§ PASSAGE PROVIDED

--- START ---

Watermark Capital Sells Chelsea Holiday Inn For $80M


From left: 121 West 26th Street, Watermark’s Brendan Medzigian and Two Kings Principal Christopher Wang (Google Maps, Watermark , LinkedIn)

From left: 121 West 26th Street, Watermark’s Brendan Medzigian and Two Kings Principal Christopher Wang (Google Maps, Watermark , LinkedIn)

Watermark Capital has found a taker for the struggling Holiday Inn in Chelsea.

Two Kings Real Estate bought the 226-key hotel from the Chicago-based investment firm for $80.3 million, according to city property records filed Tuesday. Two Kings principal Christopher Wang signed for the buyer. Brendan Medzigian, Watermark’s head of transactions, signed for the seller.

Two Kings acquired the property at 125 West 26th Street for 30 percent less than the $113 million Watermark paid Magna Hospitality for the hotel in 2013. The New York-based real estate operator did not immediately respond to a request for comment.

Watermark had been looking to sell the indebted hotel since January in an effort to cut its financial losses. The national hotel investor fell behind on its mortgage payments in October 2020 and the loan was transferred to a special servicer in January 2021. At the time, the property’s value was appraised at $78.4 million, slightly more than its $72 million loan.

The firm had avoided foreclosure by negotiating with its lender, but it was expected that a buyer would need to pick up the balance of Watermark’s loan.

The Holiday Inn, located between Sixth and Seventh Avenues, has managed to stay open for most of the pandemic. However, the hotel has struggled to make up for lost revenue as the city’s hospitality industry has slowly recovered.

After sporting an average occupancy rate of 92 percent in 2019, the hotel was only 54 percent occupied as of this past fall, and its cash flow had turned negative. Built in 2006, the 64,800-square-foot property spans 24 floors.
The sale of the Holiday Inn in Chelsea is the latest transaction in which a seller has had to offload a hotel for far less than what they bought it for.

The Hilton Times Square was bought by Apollo Global Management and hospitality investor Newbond Holdings for about $85 million — just slightly more than one-third of its $242.5 million sales price from 2006.

The Times Square Sheraton was purchased by MCR Investors for $323 million from Host Hotels & Resorts. While it was the city’s largest hotel deal in two years, the property sold for $415 million less than what Host had paid for it in 2006 when the economy and tourism were strong.

New York City’s hotel sector is expected to continue its recovery this year, but is unlikely to reach pre-pandemic levels before 2024. The Hotel & Lodging Association and Kalibri Labs in April estimated hotels would generate $2 billion from business travel in 2022, less than half of the $4.5 billion they accumulated three years ago.

--- END ---

[Natural-language object grounding data]
--- START ---

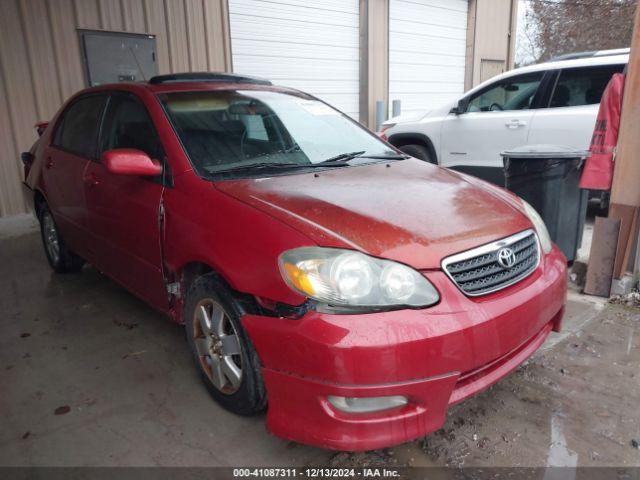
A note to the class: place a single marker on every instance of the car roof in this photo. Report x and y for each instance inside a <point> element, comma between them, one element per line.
<point>187,86</point>
<point>589,59</point>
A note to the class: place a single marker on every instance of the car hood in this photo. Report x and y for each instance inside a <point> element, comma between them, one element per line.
<point>409,211</point>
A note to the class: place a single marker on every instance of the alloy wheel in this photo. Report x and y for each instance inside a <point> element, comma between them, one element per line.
<point>218,346</point>
<point>51,238</point>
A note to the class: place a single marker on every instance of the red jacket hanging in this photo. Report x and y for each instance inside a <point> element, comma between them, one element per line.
<point>598,171</point>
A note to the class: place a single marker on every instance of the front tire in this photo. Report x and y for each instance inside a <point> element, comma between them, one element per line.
<point>223,353</point>
<point>418,151</point>
<point>60,257</point>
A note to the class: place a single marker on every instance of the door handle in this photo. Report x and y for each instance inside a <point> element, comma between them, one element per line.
<point>91,180</point>
<point>515,124</point>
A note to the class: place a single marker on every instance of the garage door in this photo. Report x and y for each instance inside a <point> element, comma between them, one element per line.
<point>310,45</point>
<point>427,45</point>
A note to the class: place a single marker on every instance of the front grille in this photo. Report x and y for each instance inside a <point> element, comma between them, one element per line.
<point>478,271</point>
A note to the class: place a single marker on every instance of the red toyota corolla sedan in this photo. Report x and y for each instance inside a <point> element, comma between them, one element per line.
<point>352,291</point>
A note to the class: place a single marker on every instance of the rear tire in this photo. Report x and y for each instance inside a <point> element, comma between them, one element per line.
<point>60,257</point>
<point>418,151</point>
<point>224,356</point>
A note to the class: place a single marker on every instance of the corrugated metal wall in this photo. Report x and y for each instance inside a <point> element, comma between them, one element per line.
<point>40,60</point>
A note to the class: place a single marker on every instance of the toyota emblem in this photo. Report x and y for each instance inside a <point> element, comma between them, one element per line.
<point>506,258</point>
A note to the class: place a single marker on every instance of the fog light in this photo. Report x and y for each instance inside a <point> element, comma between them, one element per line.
<point>367,404</point>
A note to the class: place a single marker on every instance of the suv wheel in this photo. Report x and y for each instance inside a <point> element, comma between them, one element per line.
<point>61,259</point>
<point>418,151</point>
<point>223,353</point>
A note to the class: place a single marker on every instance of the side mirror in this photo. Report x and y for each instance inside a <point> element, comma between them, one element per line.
<point>129,161</point>
<point>460,108</point>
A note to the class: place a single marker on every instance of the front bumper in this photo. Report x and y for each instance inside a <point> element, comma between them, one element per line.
<point>435,357</point>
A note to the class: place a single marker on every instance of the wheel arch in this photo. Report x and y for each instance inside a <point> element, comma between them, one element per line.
<point>192,270</point>
<point>400,139</point>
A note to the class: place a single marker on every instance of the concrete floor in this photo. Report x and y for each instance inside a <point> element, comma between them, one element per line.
<point>82,343</point>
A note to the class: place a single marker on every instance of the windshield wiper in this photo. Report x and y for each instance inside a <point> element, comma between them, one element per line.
<point>389,156</point>
<point>342,158</point>
<point>271,166</point>
<point>346,157</point>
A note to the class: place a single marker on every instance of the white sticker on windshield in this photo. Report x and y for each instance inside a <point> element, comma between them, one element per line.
<point>316,108</point>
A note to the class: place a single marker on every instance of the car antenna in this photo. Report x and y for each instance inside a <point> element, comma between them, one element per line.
<point>144,79</point>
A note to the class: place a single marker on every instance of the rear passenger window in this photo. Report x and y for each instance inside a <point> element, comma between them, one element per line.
<point>77,131</point>
<point>582,86</point>
<point>127,125</point>
<point>512,93</point>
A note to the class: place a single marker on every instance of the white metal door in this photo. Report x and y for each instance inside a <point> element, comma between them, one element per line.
<point>427,46</point>
<point>305,44</point>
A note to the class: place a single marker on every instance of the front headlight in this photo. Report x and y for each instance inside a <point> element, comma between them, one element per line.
<point>346,278</point>
<point>541,228</point>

--- END ---

§ PROMPT
In the Holiday Inn article, copy out everything from "Watermark had been" down to "of Watermark’s loan.", swapping "foreclosure" for "bankruptcy".

§ EXERCISE OUTPUT
Watermark had been looking to sell the indebted hotel since January in an effort to cut its financial losses. The national hotel investor fell behind on its mortgage payments in October 2020 and the loan was transferred to a special servicer in January 2021. At the time, the property’s value was appraised at $78.4 million, slightly more than its $72 million loan.

The firm had avoided bankruptcy by negotiating with its lender, but it was expected that a buyer would need to pick up the balance of Watermark’s loan.